Video recorded during laparoscopic surgeries — in which a fiber-optic camera is inserted into a patient’s abdominal cavity to provide a video feed that guides the surgeon through a minimally invasive procedure – could be of value in training both medical providers and computer systems that would aid with surgery. But with many hours of video documented for each case, reviewing them is time consuming.
Now a new system devised by researchers from MIT and Massachusetts General Hospital can efficiently search through hundreds of hours of video for events and visual features that correspond to a few training examples.
The researchers trained their system to recognize different stages of an operation, such as biopsy, tissue removal, stapling and wound cleansing. The technology is applicable to any analytical question that doctors deem worthwhile. The system could be trained to predict when particular medical instruments — such as additional staple cartridges — should be prepared for the surgeon’s use, or it could sound an alert if a surgeon encounters rare, aberrant anatomy.
Previously, the team investigated “coresets,” or subsets of much larger data sets that preserve their salient statistical characteristics. These coresets have been used to perform tasks, such as deducing the topics of Wikipedia articles or recording the routes traversed by GPS-connected cars.

_Work task A_. Condense the paragraph of the surgical-video passage that begins "The researchers trained their system" into a bulleted list that keeps its main facts.
_Work task B_. Give a three-sentence summary of the surgical-video passage.
_Work task C_. Pick up the passage on searching laparoscopic surgery video right after its final sentence, and write one more paragraph.

_Saved entries_.
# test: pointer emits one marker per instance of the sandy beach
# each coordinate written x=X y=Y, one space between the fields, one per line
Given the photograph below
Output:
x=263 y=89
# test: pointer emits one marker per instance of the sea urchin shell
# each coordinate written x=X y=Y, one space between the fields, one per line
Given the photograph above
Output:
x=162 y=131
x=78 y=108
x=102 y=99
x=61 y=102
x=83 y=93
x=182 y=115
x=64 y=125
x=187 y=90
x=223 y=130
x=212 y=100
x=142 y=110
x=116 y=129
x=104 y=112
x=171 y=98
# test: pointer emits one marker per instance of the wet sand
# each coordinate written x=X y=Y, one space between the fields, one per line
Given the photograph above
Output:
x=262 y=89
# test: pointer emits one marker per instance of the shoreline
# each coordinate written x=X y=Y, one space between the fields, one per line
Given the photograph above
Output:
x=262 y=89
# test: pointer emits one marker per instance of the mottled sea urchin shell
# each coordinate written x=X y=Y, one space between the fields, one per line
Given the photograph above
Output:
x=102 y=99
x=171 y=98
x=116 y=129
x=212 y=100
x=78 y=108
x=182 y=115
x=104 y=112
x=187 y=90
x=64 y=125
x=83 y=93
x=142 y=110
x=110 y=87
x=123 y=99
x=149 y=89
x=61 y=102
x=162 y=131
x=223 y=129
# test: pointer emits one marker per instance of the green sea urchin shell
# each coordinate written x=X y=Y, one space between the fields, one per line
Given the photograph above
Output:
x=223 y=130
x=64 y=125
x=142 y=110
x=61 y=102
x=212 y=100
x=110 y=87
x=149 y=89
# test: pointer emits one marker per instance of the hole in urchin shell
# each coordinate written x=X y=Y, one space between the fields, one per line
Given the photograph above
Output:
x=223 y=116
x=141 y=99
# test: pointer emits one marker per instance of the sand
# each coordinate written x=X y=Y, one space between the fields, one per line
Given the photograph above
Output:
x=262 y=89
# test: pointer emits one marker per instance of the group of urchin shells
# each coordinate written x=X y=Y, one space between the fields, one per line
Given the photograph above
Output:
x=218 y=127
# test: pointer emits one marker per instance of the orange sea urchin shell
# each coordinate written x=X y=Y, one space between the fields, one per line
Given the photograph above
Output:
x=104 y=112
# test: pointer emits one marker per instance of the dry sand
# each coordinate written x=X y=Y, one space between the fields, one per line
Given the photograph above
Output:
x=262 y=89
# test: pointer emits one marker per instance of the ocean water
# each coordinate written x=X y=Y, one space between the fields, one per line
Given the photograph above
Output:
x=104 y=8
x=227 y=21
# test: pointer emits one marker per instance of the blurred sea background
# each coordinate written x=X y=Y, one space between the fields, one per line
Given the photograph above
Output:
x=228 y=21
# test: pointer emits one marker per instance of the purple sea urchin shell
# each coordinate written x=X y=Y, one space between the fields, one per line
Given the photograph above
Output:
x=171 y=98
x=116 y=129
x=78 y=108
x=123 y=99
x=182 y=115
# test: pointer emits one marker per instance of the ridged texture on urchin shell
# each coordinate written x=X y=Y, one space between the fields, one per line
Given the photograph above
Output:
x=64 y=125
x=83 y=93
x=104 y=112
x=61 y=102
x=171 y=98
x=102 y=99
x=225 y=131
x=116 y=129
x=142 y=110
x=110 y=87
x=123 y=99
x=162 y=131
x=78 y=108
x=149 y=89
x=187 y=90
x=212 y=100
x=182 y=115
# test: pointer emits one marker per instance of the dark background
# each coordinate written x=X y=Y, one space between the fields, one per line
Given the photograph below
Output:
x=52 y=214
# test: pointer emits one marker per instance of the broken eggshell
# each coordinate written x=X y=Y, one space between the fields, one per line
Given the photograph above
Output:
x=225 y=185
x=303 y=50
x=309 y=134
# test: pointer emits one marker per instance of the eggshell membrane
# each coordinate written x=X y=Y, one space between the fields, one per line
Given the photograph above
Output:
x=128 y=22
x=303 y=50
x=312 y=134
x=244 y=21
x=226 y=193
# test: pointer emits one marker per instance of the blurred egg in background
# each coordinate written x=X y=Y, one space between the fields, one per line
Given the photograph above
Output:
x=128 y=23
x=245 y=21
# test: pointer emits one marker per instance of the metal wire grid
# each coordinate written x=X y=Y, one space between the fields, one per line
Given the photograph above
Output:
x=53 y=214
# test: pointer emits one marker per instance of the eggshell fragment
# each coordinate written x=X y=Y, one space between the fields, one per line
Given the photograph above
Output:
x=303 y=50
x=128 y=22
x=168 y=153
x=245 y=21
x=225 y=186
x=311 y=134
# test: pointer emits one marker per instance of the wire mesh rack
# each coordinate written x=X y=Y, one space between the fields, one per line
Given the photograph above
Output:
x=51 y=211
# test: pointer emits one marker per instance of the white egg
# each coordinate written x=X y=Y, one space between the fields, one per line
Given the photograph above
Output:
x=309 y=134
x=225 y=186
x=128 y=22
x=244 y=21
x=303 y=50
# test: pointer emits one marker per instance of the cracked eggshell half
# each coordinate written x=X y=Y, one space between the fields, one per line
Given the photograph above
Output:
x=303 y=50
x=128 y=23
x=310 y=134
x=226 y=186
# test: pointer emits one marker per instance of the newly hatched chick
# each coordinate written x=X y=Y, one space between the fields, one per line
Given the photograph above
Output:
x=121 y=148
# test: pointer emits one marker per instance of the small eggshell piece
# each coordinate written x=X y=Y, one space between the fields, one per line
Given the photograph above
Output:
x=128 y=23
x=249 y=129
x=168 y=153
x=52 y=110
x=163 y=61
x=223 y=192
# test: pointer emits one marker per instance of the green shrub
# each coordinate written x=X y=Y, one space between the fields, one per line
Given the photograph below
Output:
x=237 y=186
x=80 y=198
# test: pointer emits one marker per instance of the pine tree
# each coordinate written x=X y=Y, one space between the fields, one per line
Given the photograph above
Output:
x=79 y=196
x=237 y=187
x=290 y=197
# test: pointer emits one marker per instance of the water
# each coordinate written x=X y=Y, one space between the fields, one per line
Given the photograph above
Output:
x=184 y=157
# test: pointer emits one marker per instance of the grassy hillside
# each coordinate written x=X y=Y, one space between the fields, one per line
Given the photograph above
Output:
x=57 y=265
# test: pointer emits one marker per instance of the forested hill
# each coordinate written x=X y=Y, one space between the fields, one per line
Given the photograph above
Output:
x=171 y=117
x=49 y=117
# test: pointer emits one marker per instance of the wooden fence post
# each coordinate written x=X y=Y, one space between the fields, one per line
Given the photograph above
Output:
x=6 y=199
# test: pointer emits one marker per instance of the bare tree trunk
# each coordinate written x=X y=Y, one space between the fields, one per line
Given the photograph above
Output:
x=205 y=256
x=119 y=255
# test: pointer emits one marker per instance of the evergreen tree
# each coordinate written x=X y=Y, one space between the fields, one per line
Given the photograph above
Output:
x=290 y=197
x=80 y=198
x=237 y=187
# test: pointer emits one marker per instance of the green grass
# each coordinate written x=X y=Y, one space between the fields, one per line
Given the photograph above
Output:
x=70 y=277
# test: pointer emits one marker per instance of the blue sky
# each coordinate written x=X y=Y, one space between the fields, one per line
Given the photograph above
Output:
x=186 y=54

_Task response A_.
- The system was trained to recognize stages of an operation: biopsy, tissue removal, stapling and wound cleansing.
- It applies to any analytical question doctors consider worthwhile.
- It could predict when instruments, such as additional staple cartridges, should be prepared for the surgeon.
- It could sound an alert if a surgeon encounters rare, aberrant anatomy.

_Task response B_. Video from laparoscopic surgeries could help train medical providers and surgical-aid computer systems, but reviewing the many hours recorded per case takes a long time. Researchers from MIT and Massachusetts General Hospital have built a system that efficiently searches hundreds of hours of such video for events and visual features matching a few training examples, and they trained it to recognize operation stages such as biopsy and stapling. The team had earlier studied coresets, subsets of much larger data sets that preserve their salient statistical characteristics.

_Task response C_.
In this case, the coreset consists of a couple hundred or so short segments of video — just a few frames each. Each segment is selected because it offers a good approximation of the dozens or even hundreds of frames surrounding it. The coreset thus winnows a video file down to only about one-tenth its initial size, while still preserving most of its vital information.
For this research, surgeons identified seven distinct stages in a procedure for removing part of the stomach, and the researchers tagged the beginnings of each stage in eight laparoscopic videos. Those videos were used to train a machine-learning system, which was in turn applied to the coresets of four laparoscopic videos it hadn’t previously seen. For each short video snippet in the coresets, the system was able to assign it to the correct stage of surgery with 93 percent accuracy.